[Start Exercise data]

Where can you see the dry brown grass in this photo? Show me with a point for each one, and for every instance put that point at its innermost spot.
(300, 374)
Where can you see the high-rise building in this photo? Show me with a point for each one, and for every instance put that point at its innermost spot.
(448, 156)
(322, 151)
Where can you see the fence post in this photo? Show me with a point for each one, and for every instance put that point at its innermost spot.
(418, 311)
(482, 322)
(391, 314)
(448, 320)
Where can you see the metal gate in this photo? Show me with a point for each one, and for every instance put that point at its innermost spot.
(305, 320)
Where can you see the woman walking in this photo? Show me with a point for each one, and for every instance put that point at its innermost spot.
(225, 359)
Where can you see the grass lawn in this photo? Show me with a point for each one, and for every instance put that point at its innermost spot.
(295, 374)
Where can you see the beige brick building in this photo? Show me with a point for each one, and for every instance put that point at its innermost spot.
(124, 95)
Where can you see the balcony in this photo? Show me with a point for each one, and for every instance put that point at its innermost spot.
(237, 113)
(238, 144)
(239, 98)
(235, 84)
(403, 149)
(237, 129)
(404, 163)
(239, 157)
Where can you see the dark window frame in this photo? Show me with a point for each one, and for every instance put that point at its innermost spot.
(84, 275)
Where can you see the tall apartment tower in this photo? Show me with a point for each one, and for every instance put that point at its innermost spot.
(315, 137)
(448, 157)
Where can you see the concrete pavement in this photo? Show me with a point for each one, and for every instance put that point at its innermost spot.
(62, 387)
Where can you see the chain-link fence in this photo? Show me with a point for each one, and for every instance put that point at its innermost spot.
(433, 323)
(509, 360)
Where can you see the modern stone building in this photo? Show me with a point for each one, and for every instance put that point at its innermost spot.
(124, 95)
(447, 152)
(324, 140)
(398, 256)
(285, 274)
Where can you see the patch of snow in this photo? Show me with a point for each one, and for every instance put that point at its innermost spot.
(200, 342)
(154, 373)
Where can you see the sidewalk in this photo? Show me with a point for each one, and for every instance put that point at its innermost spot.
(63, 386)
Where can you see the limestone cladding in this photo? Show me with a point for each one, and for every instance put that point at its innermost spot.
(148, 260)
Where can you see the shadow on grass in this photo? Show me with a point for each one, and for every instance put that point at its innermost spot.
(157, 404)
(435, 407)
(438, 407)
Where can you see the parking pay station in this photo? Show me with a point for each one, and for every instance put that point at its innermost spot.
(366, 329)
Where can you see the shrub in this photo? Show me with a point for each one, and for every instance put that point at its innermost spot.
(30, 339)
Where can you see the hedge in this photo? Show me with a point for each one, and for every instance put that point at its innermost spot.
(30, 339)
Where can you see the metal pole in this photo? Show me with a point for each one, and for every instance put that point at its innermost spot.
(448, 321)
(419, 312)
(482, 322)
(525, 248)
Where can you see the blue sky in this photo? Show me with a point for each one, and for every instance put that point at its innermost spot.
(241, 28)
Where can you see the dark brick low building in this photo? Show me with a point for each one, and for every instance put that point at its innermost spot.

[End Exercise data]

Given request. Copy out the full listing above word for word, every line included.

Final answer.
Where can you see the dry brown grass in this photo? Show me with a point for each one, and for every instance put that point at its innermost spot.
(300, 374)
Where can you see the high-rise building in this photo? Show me with a point for each one, and for every instance put that point at its innermost spot.
(448, 156)
(322, 151)
Where can you see the fence post in this photo? Show me with a point for each one, and for every instance put that point at its innermost spot.
(418, 311)
(482, 322)
(391, 314)
(448, 320)
Where can you see the metal gate in this photo? Show me with a point for each one, and for every instance put that point at its innermost spot.
(305, 320)
Where can you see the woman walking in this photo? Show me with a point for each one, and for every instance put that point at its innermost spot.
(225, 359)
Where can you see the grass lawn in this photo? Show me with a point for each one, and for every instance put that point at its innermost spot.
(295, 374)
Where can you see the beige brick building in this photo? Show me with a point for each one, and for every instance put that point at its innermost spot.
(124, 95)
Where can you see the balcony in this photo? Show me with a point for each one, and for every instance put that point at its innermost spot.
(237, 113)
(238, 144)
(239, 98)
(235, 84)
(403, 149)
(237, 129)
(404, 163)
(239, 157)
Where can you see the dark window frame in this photo? Show me with a point for each one, and for every instance put that point at its innermost spot.
(84, 275)
Where can you see the tall apartment tower in this photo? Show me with a point for each one, and for every instance put that point at its innermost spot.
(315, 137)
(448, 157)
Where can you see the concrete pavement in this photo? Show me with a point for each one, and for every instance put that point at its innermost spot.
(62, 387)
Where can you see the chain-link fence in this photo? Show me with a point for each one, and for every instance put that point at its innermost spot.
(433, 323)
(509, 360)
Where can you see the modern stone building in this photo? Show me with a point for each one, and for every instance put that point at its innermost spot.
(124, 95)
(447, 152)
(324, 140)
(398, 256)
(285, 274)
Where can you see the patch of snow in this photo? Show me with a point for each one, and for every instance put that point at its innermost spot.
(200, 342)
(154, 373)
Where can you see the sidewalk in this photo? Show me with a point for each one, and for every instance put that point at its innermost spot.
(63, 386)
Where can you see the limestone cladding in this photo? Show me with a point for each one, and for every instance put that point at its innermost spot.
(148, 260)
Where can you see the shadow on grass in this photo? Show me with a point for each one, and for every instance put that point at its innermost spot.
(157, 404)
(435, 407)
(438, 407)
Where can you see the parking pay station in this photo? Show me with a point for each one, and for every instance put that point at its innermost spot.
(366, 329)
Where can you see the shrub in this photo? Show me with a point for each one, and for every instance put that point at its innermost spot.
(30, 339)
Where can you see the hedge in this photo? Show me with a point for each one, and for every instance put that point at its innermost spot.
(30, 339)
Where can you see the metal pole in this photo? Show me with a point for each one, and for every instance put that point at its innermost spot.
(448, 321)
(419, 312)
(482, 322)
(525, 248)
Where can you see the blue sky in this photo? Show me with a point for each one, and for every instance put that point at its innermost spot.
(241, 28)
Where can you see the dark brick low building in this photo? Show me with a point for each one, and for every instance put that point at its innermost spot.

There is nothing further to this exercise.